The 53-pound, aromatic hot dog steamer has seen more baseball games than the average fan ever will.
Most modern vendors said goodbye to those portable steamers long ago. Instead of lugging a giant steel box up and down stadium steps, they carry bags of foil-wrapped hot dogs, the moisture leaking into the buns as the dogs start to shrivel.
But not Mike Davie.
There’s a new ketchup toter in town, and he’s upholding the tradition set by legendary Bay Area vendor Jim Graff and former Oakland A’s vendor and unofficial mascot, “Hal the Hot Dog Guy.”
Using the same steamer Graff had made to sell hot dogs at Giants and A’s games long ago, Davie has enjoyed “nothing short of an amazing summer” hawking dogs at Oakland Ballers games.
“Every day is a good day at the Ballers game,” Davie said. “I can’t say that about other jobs I’ve had.”
The Ballers — the B’s — are approaching their final homestand this week. And if it goes well, they might sneak into the playoffs and extend their stay at the 4,000-capacity Raimondi Park into September. Their postseason push would align neatly with the A’s final games at the Coliseum, before that team moves to Sacramento in 2025 and then Las Vegas in 2028.
“The first couple games were a bit of a stumble,” said Davie. “I had to learn how to carry around that big steamer box.”

*WHAT TO WORK ON:*
**A.** Reproduce word for word the stretch of the hot dog vendor article from "The 53-pound, aromatic" through "Oakland Ballers games.".
**B.** According to the hot dog vendor article, how much does the steamer Mike Davie carries weigh?
**C.** Extend the hot dog vendor article, picking up right after its final sentence.

Items from a data collection
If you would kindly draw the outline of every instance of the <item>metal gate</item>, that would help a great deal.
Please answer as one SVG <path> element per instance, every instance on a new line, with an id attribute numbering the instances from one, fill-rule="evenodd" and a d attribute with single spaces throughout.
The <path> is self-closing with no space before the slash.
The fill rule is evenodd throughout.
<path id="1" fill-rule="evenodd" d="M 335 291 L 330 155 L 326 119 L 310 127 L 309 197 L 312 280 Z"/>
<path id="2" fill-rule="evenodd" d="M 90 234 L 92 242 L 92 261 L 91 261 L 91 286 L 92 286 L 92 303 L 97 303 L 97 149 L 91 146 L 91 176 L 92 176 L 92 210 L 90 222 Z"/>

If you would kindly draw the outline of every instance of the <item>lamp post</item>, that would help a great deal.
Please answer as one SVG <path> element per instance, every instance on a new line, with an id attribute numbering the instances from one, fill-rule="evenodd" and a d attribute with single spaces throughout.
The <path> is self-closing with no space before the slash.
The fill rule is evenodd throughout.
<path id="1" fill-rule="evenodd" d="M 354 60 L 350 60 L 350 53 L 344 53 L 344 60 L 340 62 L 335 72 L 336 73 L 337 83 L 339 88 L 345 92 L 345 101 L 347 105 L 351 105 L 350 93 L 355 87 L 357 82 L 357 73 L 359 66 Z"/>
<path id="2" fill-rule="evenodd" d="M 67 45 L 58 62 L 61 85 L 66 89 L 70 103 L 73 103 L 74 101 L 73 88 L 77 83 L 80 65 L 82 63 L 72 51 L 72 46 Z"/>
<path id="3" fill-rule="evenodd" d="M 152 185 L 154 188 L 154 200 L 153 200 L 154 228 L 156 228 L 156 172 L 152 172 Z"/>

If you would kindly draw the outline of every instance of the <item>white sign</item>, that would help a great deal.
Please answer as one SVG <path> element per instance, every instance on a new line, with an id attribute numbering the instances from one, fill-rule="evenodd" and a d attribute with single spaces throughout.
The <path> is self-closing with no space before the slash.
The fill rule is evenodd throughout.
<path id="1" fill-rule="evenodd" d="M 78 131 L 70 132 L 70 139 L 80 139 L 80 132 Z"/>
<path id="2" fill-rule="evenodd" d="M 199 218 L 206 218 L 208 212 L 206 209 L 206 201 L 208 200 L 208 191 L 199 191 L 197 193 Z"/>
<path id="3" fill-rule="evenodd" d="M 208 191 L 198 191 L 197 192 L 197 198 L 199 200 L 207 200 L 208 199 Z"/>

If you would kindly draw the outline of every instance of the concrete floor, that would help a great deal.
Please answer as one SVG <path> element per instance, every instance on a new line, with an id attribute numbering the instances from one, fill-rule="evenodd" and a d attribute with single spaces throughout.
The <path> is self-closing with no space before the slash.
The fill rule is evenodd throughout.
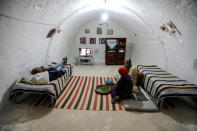
<path id="1" fill-rule="evenodd" d="M 73 75 L 114 76 L 119 66 L 78 65 Z M 197 108 L 190 98 L 157 113 L 85 111 L 0 103 L 0 131 L 196 131 Z"/>

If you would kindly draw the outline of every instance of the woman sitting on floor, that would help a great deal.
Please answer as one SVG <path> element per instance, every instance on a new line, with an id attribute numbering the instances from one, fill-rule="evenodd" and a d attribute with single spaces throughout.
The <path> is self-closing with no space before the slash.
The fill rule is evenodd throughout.
<path id="1" fill-rule="evenodd" d="M 121 78 L 119 79 L 117 86 L 111 90 L 112 104 L 118 100 L 129 99 L 132 97 L 132 79 L 128 75 L 128 71 L 125 67 L 118 69 Z"/>

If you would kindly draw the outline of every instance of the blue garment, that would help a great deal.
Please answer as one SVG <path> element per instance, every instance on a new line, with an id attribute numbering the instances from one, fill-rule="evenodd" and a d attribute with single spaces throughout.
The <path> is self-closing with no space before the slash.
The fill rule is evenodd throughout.
<path id="1" fill-rule="evenodd" d="M 58 77 L 64 75 L 65 72 L 62 69 L 66 64 L 67 64 L 67 60 L 66 61 L 64 60 L 53 67 L 46 68 L 46 70 L 49 72 L 49 81 L 53 81 Z"/>
<path id="2" fill-rule="evenodd" d="M 131 76 L 122 76 L 117 86 L 111 90 L 112 98 L 119 96 L 120 99 L 128 99 L 132 97 L 133 82 Z"/>

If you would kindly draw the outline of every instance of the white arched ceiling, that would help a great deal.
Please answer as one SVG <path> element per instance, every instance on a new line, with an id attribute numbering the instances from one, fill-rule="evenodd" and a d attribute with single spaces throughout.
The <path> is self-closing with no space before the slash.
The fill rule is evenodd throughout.
<path id="1" fill-rule="evenodd" d="M 196 7 L 196 0 L 0 0 L 0 96 L 33 67 L 71 54 L 78 30 L 103 10 L 128 34 L 136 64 L 157 64 L 197 83 Z M 182 36 L 160 30 L 170 20 Z M 58 27 L 62 32 L 47 39 Z"/>

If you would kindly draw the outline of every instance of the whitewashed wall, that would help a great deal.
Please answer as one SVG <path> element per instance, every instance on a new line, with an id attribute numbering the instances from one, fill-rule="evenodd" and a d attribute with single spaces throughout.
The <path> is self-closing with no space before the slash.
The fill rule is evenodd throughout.
<path id="1" fill-rule="evenodd" d="M 73 43 L 73 57 L 79 56 L 79 48 L 92 48 L 95 63 L 105 63 L 105 44 L 99 44 L 99 38 L 128 38 L 128 35 L 113 21 L 107 22 L 108 25 L 99 25 L 105 22 L 99 20 L 93 21 L 82 27 Z M 97 27 L 102 28 L 102 34 L 97 34 Z M 89 29 L 90 33 L 86 34 L 85 29 Z M 113 29 L 113 35 L 107 35 L 107 29 Z M 86 37 L 86 44 L 80 44 L 80 37 Z M 96 44 L 90 44 L 89 38 L 96 38 Z M 128 46 L 129 47 L 129 46 Z M 127 48 L 131 50 L 131 48 Z"/>

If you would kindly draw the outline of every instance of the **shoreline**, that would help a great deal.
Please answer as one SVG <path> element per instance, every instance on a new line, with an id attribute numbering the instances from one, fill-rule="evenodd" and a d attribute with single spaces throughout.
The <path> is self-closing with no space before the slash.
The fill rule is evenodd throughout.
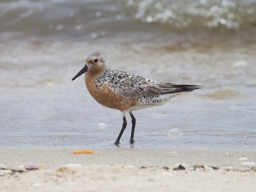
<path id="1" fill-rule="evenodd" d="M 92 149 L 93 154 L 73 154 L 80 149 Z M 248 160 L 239 160 L 241 157 Z M 12 175 L 3 175 L 10 171 L 0 170 L 0 189 L 1 192 L 253 191 L 256 167 L 242 166 L 244 162 L 256 162 L 256 151 L 0 148 L 0 164 L 6 168 L 43 165 L 38 170 Z M 175 169 L 180 164 L 185 169 Z"/>
<path id="2" fill-rule="evenodd" d="M 93 154 L 74 154 L 76 150 L 92 150 Z M 45 169 L 61 165 L 93 164 L 168 166 L 176 163 L 190 166 L 241 167 L 241 157 L 256 162 L 256 150 L 194 150 L 177 148 L 0 148 L 0 164 L 15 168 L 22 165 L 43 164 Z"/>

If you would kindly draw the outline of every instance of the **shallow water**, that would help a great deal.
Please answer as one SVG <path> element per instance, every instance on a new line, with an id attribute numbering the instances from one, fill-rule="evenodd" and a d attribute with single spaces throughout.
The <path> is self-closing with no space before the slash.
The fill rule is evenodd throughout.
<path id="1" fill-rule="evenodd" d="M 170 18 L 148 22 L 161 6 L 156 3 L 171 5 L 149 1 L 0 1 L 0 147 L 114 147 L 121 113 L 97 103 L 82 78 L 71 81 L 85 56 L 99 51 L 110 68 L 204 86 L 134 112 L 133 147 L 255 149 L 256 29 L 250 16 L 256 3 L 204 1 L 209 4 L 204 10 L 224 9 L 216 9 L 216 18 L 232 13 L 234 22 L 241 23 L 209 26 L 215 17 L 201 14 L 204 19 L 180 29 Z M 163 11 L 178 10 L 174 4 Z M 241 20 L 248 6 L 248 20 Z M 135 17 L 143 9 L 143 17 Z M 182 23 L 180 14 L 175 22 Z M 130 147 L 128 121 L 120 147 Z M 172 128 L 183 134 L 169 136 Z"/>

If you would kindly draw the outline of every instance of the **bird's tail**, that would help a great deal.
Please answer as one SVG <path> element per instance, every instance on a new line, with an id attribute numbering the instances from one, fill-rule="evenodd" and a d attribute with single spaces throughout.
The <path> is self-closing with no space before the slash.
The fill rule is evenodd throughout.
<path id="1" fill-rule="evenodd" d="M 160 95 L 173 94 L 181 92 L 190 92 L 196 89 L 201 89 L 200 85 L 190 84 L 178 84 L 171 83 L 162 83 L 157 84 L 163 91 L 161 92 Z"/>

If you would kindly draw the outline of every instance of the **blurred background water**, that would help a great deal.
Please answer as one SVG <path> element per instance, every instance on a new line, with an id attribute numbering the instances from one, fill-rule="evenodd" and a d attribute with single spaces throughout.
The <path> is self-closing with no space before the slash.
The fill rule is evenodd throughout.
<path id="1" fill-rule="evenodd" d="M 0 0 L 0 147 L 114 147 L 120 112 L 71 81 L 99 51 L 110 68 L 204 86 L 135 112 L 134 147 L 255 149 L 256 49 L 255 0 Z"/>

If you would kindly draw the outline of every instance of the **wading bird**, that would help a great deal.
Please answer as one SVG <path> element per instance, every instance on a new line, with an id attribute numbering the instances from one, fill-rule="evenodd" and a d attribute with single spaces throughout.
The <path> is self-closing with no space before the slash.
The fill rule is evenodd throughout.
<path id="1" fill-rule="evenodd" d="M 130 143 L 132 144 L 136 122 L 132 111 L 162 105 L 182 93 L 201 88 L 198 85 L 157 82 L 130 73 L 108 69 L 105 58 L 99 52 L 86 57 L 85 65 L 72 81 L 84 73 L 85 84 L 92 97 L 102 105 L 119 110 L 122 114 L 122 127 L 115 142 L 116 145 L 119 143 L 127 124 L 127 112 L 132 119 Z"/>

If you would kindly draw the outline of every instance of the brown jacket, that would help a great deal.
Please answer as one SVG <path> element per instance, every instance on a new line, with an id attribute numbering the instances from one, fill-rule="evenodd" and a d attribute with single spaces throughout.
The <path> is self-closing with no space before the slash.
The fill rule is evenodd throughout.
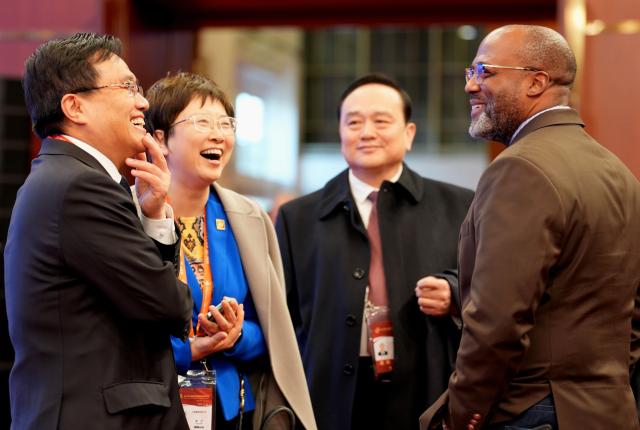
<path id="1" fill-rule="evenodd" d="M 640 184 L 574 110 L 534 118 L 491 163 L 458 253 L 456 371 L 422 429 L 447 401 L 458 430 L 474 413 L 476 428 L 514 418 L 549 393 L 562 430 L 640 428 L 629 387 L 640 352 Z"/>

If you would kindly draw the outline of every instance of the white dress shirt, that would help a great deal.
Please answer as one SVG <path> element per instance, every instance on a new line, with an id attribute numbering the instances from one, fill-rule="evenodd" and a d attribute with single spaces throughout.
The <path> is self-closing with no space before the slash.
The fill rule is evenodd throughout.
<path id="1" fill-rule="evenodd" d="M 118 172 L 118 168 L 115 164 L 104 155 L 102 152 L 98 151 L 95 147 L 89 145 L 86 142 L 83 142 L 80 139 L 77 139 L 73 136 L 69 136 L 67 134 L 63 135 L 66 139 L 76 145 L 78 148 L 85 151 L 87 154 L 91 155 L 95 158 L 98 163 L 107 171 L 109 176 L 120 185 L 120 180 L 122 179 L 122 175 Z M 135 187 L 132 187 L 135 188 Z M 140 211 L 140 206 L 138 203 L 138 199 L 135 193 L 135 189 L 132 190 L 133 200 L 136 204 L 136 209 L 138 210 L 138 216 L 140 216 L 140 220 L 142 221 L 142 227 L 144 228 L 145 233 L 152 239 L 157 240 L 158 242 L 164 245 L 172 245 L 177 242 L 178 236 L 176 235 L 176 231 L 173 224 L 173 208 L 165 203 L 165 218 L 164 219 L 151 219 L 147 218 Z"/>

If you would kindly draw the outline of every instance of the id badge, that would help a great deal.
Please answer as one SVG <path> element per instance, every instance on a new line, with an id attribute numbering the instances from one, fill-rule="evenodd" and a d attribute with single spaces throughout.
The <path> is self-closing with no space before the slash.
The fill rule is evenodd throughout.
<path id="1" fill-rule="evenodd" d="M 190 430 L 215 430 L 216 372 L 189 370 L 178 375 L 180 401 Z"/>
<path id="2" fill-rule="evenodd" d="M 371 306 L 365 311 L 369 334 L 369 353 L 376 379 L 393 370 L 393 328 L 388 306 Z"/>

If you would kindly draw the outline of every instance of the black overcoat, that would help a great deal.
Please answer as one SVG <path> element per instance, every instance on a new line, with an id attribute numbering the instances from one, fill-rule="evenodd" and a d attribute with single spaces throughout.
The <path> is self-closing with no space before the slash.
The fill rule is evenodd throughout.
<path id="1" fill-rule="evenodd" d="M 458 232 L 473 193 L 425 179 L 404 166 L 378 198 L 383 260 L 395 342 L 391 398 L 380 429 L 414 429 L 447 387 L 459 330 L 450 317 L 420 312 L 418 279 L 455 277 Z M 281 208 L 276 231 L 288 304 L 318 428 L 348 429 L 358 373 L 369 243 L 348 171 Z"/>

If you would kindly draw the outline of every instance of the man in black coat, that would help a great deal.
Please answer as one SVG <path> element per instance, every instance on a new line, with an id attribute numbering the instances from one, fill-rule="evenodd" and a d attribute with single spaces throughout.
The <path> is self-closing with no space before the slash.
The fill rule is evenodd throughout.
<path id="1" fill-rule="evenodd" d="M 411 101 L 390 79 L 352 83 L 339 108 L 349 169 L 280 209 L 289 310 L 320 429 L 416 428 L 445 390 L 455 360 L 459 299 L 451 269 L 472 192 L 403 164 L 415 135 L 410 119 Z M 393 330 L 393 370 L 378 378 L 363 322 L 372 191 L 379 191 Z"/>
<path id="2" fill-rule="evenodd" d="M 188 429 L 169 335 L 186 335 L 193 304 L 175 276 L 169 172 L 120 50 L 112 36 L 76 34 L 26 63 L 44 140 L 4 254 L 15 429 Z M 153 163 L 132 158 L 145 150 Z"/>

*OUTPUTS IN ORDER:*
**A.**
The 53-pound, aromatic hot dog steamer has seen more baseball games than the average fan ever will.
Most modern vendors said goodbye to those portable steamers long ago. Instead of lugging a giant steel box up and down stadium steps, they carry bags of foil-wrapped hot dogs, the moisture leaking into the buns as the dogs start to shrivel.
But not Mike Davie.
There’s a new ketchup toter in town, and he’s upholding the tradition set by legendary Bay Area vendor Jim Graff and former Oakland A’s vendor and unofficial mascot, “Hal the Hot Dog Guy.”
Using the same steamer Graff had made to sell hot dogs at Giants and A’s games long ago, Davie has enjoyed “nothing short of an amazing summer” hawking dogs at Oakland Ballers games.

**B.** 53 pounds.

**C.**
Davie, a social media marketing professional, was a vending newbie when Hal Gordon first approached him. But when Gordon — aka “Hal the Hot Dog Guy” — heard the Ballers were starting an Independent League team, he not only offered to share everything he knew about vending, he found himself a protege.
“The story of the A’s leaving town is about people who run things not caring about the Oakland community,” said Gordon, who stepped down in 2022 after the A’s declined his request for a more involved role. “I wanted to give Oakland a chance to continue on with some silly sports tradition. I think that’s what the Ballers have been about.”
Gordon sprang to baseball fan fame at the Coliseum in 2015. Inspired by Graff, Gordon wore a hand-tailored, red-and-white pinstripe vest and toted a portable hot dog steamer so old, he suspects the models are no longer in circulation.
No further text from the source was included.